Action item:
Restate the records underneath, keeping each one exactly the same.

Information provided:

+ + +

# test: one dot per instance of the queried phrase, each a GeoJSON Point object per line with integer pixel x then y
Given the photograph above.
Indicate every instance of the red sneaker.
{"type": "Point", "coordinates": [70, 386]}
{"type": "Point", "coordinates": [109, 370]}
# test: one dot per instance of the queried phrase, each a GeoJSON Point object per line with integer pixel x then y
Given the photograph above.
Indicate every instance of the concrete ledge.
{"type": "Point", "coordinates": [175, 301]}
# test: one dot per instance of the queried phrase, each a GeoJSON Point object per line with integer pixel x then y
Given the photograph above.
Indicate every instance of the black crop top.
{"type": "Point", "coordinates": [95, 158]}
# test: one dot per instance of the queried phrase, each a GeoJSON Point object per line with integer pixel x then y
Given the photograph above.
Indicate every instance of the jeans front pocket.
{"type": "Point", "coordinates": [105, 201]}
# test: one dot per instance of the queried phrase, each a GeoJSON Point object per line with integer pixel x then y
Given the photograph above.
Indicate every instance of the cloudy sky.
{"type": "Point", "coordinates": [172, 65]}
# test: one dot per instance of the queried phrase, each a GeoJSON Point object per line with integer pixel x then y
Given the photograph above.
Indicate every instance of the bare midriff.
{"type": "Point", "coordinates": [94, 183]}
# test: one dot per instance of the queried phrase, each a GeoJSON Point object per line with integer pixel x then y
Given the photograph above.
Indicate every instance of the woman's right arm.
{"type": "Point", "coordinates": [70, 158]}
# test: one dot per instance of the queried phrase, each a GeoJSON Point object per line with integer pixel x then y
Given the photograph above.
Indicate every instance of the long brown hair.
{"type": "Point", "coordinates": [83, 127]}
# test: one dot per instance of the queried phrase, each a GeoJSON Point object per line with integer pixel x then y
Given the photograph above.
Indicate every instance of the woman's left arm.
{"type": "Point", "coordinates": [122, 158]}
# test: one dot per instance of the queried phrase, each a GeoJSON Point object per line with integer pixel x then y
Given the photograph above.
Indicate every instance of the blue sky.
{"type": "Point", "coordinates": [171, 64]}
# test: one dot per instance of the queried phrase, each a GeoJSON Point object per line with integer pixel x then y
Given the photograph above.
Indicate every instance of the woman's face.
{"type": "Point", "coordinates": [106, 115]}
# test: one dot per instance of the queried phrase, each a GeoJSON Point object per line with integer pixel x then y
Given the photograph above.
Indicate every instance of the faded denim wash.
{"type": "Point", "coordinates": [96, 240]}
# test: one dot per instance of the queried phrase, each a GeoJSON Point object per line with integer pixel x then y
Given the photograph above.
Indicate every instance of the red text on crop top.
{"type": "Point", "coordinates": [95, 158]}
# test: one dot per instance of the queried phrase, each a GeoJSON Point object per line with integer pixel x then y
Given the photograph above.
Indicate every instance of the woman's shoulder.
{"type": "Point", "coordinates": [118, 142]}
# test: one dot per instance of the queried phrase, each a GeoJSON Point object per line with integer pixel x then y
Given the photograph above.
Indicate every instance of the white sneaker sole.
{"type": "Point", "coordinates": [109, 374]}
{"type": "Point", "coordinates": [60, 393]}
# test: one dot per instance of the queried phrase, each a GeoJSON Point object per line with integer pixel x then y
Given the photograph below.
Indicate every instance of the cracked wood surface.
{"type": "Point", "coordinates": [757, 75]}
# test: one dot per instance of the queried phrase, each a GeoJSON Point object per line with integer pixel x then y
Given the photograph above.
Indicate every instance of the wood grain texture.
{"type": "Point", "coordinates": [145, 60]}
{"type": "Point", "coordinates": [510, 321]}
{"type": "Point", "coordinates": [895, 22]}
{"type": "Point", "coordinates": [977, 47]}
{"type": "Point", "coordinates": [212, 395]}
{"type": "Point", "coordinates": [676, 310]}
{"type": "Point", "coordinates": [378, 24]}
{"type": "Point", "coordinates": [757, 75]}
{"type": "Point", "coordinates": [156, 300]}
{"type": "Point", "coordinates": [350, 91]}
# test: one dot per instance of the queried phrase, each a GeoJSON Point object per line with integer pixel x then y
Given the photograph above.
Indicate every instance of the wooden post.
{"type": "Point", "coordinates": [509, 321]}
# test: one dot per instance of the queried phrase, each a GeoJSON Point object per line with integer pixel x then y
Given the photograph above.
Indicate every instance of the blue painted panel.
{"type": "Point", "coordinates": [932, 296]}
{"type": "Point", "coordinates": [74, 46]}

+ + +

Exercise response:
# test: one dot per instance of the queried phrase, each a GeoJSON Point object per line with integer pixel x then y
Given the photograph above.
Indicate every instance of the red sneaker.
{"type": "Point", "coordinates": [70, 386]}
{"type": "Point", "coordinates": [109, 370]}
# test: one dot per instance of the queried phrase, each a GeoJSON Point object per line with integer pixel x then y
Given the photograph above.
Indicate every instance of the concrete ledge.
{"type": "Point", "coordinates": [175, 301]}
# test: one dot per instance of the queried phrase, each a GeoJSON Point object per line with integer pixel x then y
Given the photograph above.
Indicate every instance of the black crop top.
{"type": "Point", "coordinates": [95, 158]}
# test: one dot per instance of the queried phrase, each a GeoJSON Point object per line with integer pixel x then y
Given the photograph above.
Indicate every instance of the jeans front pocket.
{"type": "Point", "coordinates": [105, 201]}
# test: one dot per instance of the queried phrase, each a GeoJSON Point object per line with integer pixel x then y
Given the photograph above.
Indicate every instance of the cloudy sky.
{"type": "Point", "coordinates": [172, 65]}
# test: one dot per instance of the queried phrase, each a GeoJSON Point object per line with integer pixel x then y
Given the photograph above.
Indicate every instance of the bare midriff.
{"type": "Point", "coordinates": [94, 183]}
# test: one dot per instance of the queried phrase, each a GeoJSON Point object per line with integer pixel x then y
Given the photograph above.
Indicate every instance of the woman's right arm.
{"type": "Point", "coordinates": [70, 158]}
# test: one dot per instance of the queried phrase, each a GeoJSON Point object per line with integer pixel x then y
Given the photograph above.
Indicate every instance of the long brown hair.
{"type": "Point", "coordinates": [83, 127]}
# test: one dot per instance of the queried phrase, each a GeoJSON Point object per line with integer pixel x then y
Given the photograph above.
Indicate every instance of the woman's left arm.
{"type": "Point", "coordinates": [122, 158]}
# test: one dot per instance of the queried phrase, each a GeoJSON Point object per line with integer pixel x then y
Given the photograph above.
Indicate every instance of the blue sky.
{"type": "Point", "coordinates": [171, 64]}
# test: one dot per instance of the queried phrase, each a GeoJSON Point object per line with integer pixel x then y
Given the photograph above.
Indicate every instance of the woman's face.
{"type": "Point", "coordinates": [106, 115]}
# test: one dot per instance of the queried phrase, each a GeoJSON Point object per line with integer pixel x then y
Given the photograph above.
Indicate every instance of the faded denim wash.
{"type": "Point", "coordinates": [96, 240]}
# test: one dot per instance of the queried phrase, each a GeoJSON Point object per line with integer pixel x then y
Given the photograph above.
Indicate every instance of the red text on crop top.
{"type": "Point", "coordinates": [95, 158]}
# test: one dot per instance of the queried phrase, each a GeoJSON Point object per line with integer pixel x then y
Given the photograph above.
Indicate every instance of the woman's shoulder.
{"type": "Point", "coordinates": [118, 142]}
# test: one dot per instance of the queried phrase, each a GeoJSON Point object per line with integer pixel x then y
Given the photograph above.
Indicate every instance of the white sneaker sole.
{"type": "Point", "coordinates": [109, 374]}
{"type": "Point", "coordinates": [60, 393]}
# test: one dot per instance of the queried phrase, each a GeoJSON Point object per line with integer pixel x then y
Given the photograph below.
Indicate every instance of the cracked wood surface.
{"type": "Point", "coordinates": [757, 75]}
# test: one dot per instance of the queried phrase, each a GeoJSON Point object per line with integer pixel x then y
Given the photograph above.
Indicate every instance of the wood grain texture.
{"type": "Point", "coordinates": [145, 60]}
{"type": "Point", "coordinates": [510, 321]}
{"type": "Point", "coordinates": [895, 22]}
{"type": "Point", "coordinates": [977, 47]}
{"type": "Point", "coordinates": [212, 395]}
{"type": "Point", "coordinates": [676, 310]}
{"type": "Point", "coordinates": [378, 24]}
{"type": "Point", "coordinates": [757, 75]}
{"type": "Point", "coordinates": [156, 300]}
{"type": "Point", "coordinates": [350, 91]}
# test: one dot per instance of the queried phrase, each a GeoJSON Point object per line with integer pixel x then y
Given the photograph above.
Indicate every instance of the wooden post.
{"type": "Point", "coordinates": [509, 321]}
# test: one dot per instance of the queried phrase, each a GeoJSON Point object per line with integer pixel x then y
Given the photograph above.
Indicate every instance of the blue painted panel.
{"type": "Point", "coordinates": [932, 296]}
{"type": "Point", "coordinates": [74, 46]}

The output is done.